=== WORK TO DO ===
Count the lines in the listing that contain the word "pillar", and give only that number.

━━━━━━━━━━

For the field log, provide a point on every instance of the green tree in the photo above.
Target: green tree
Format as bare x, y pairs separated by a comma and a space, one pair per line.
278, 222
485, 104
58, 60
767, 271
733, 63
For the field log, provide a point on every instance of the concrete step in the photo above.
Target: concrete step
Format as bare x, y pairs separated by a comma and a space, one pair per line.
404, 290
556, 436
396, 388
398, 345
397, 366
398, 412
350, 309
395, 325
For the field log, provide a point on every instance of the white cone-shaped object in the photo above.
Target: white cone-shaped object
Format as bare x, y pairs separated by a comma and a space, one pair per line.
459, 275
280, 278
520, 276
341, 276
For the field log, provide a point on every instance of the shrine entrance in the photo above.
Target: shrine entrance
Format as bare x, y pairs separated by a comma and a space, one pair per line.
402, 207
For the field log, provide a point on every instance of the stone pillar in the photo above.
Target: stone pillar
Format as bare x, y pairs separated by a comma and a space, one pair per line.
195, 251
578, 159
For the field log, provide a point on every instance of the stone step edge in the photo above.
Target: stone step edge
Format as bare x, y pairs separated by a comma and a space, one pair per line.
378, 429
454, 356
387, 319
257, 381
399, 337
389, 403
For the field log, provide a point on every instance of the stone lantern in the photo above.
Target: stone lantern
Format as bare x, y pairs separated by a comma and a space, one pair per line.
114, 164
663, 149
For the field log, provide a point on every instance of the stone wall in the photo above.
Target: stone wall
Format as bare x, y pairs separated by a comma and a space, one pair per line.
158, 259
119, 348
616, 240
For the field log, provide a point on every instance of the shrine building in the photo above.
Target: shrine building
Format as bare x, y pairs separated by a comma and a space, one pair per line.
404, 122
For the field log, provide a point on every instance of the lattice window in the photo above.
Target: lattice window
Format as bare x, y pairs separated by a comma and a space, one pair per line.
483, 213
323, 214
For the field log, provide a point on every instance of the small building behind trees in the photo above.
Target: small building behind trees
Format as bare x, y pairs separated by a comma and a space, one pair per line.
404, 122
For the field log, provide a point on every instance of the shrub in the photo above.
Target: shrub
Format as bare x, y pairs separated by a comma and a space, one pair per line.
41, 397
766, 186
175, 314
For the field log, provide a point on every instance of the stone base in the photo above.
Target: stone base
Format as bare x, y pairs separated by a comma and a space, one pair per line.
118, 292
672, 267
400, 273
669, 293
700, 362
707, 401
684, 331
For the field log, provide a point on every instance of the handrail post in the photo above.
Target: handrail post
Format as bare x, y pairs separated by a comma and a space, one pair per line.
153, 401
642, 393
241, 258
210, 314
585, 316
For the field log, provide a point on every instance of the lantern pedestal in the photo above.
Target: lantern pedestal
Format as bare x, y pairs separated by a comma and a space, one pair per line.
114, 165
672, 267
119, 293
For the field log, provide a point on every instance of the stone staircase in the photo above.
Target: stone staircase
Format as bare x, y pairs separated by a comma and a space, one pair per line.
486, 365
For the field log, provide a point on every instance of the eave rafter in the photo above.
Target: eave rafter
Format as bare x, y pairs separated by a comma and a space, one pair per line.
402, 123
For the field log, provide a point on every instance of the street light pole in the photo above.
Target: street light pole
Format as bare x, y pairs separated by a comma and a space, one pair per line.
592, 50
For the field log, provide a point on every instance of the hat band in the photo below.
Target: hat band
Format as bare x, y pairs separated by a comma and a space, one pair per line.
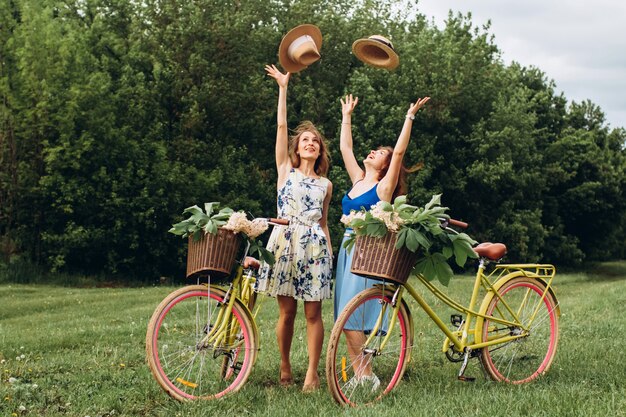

━━━━━━━━━━

=== EXERCISE OUTPUT ===
2